▶ _Data listing_

— start —

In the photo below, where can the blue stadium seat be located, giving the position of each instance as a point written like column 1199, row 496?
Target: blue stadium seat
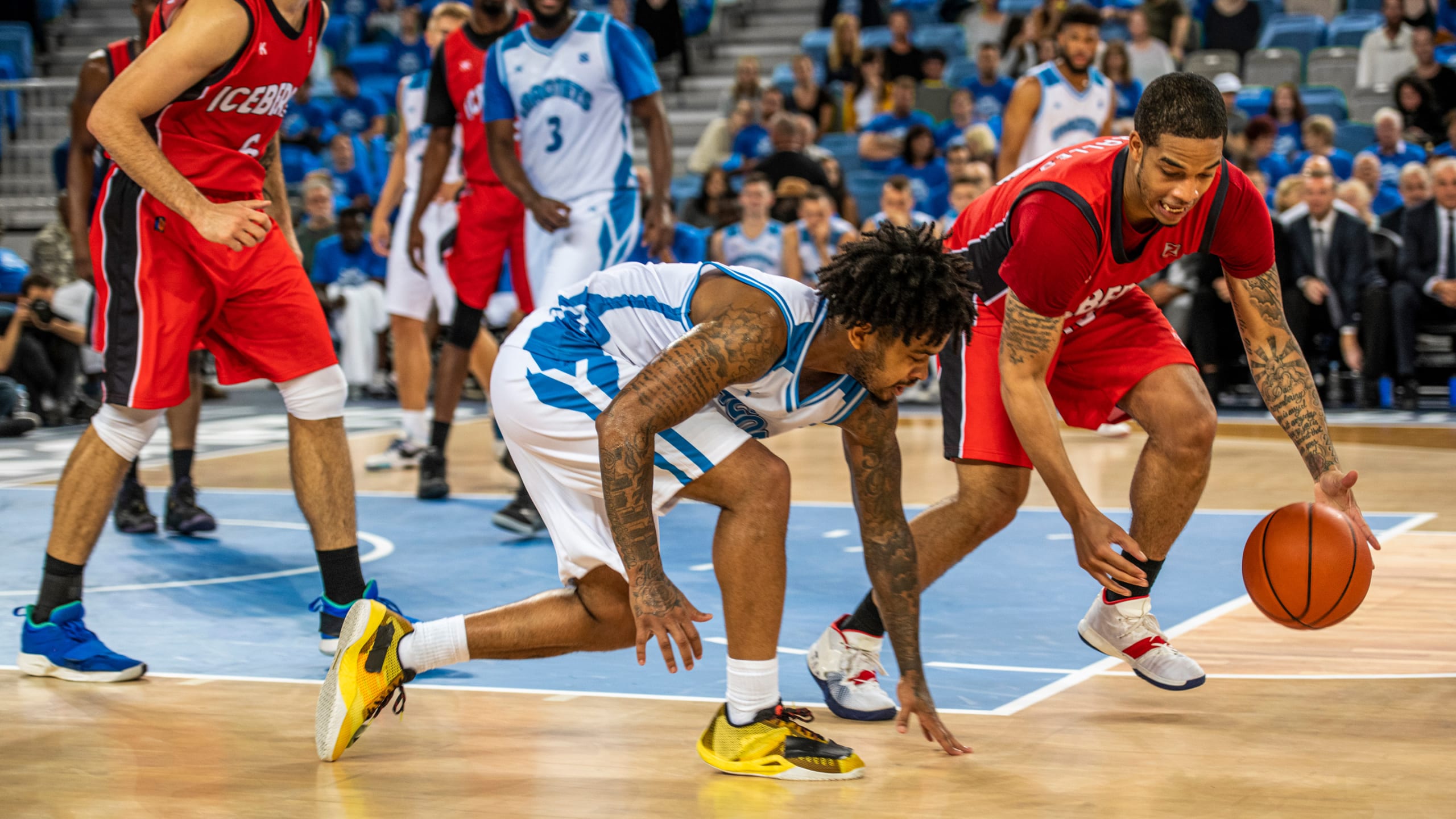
column 18, row 44
column 1304, row 32
column 1350, row 28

— end —

▶ _Task goal_
Pictures in the records above are not copied; print everything else exactly.

▶ _Response for this exercise_
In the photo below, where can the blue stadium seat be located, giving the position of each instance as a point written like column 1199, row 496?
Target: blue stadium seat
column 18, row 44
column 1304, row 32
column 1350, row 28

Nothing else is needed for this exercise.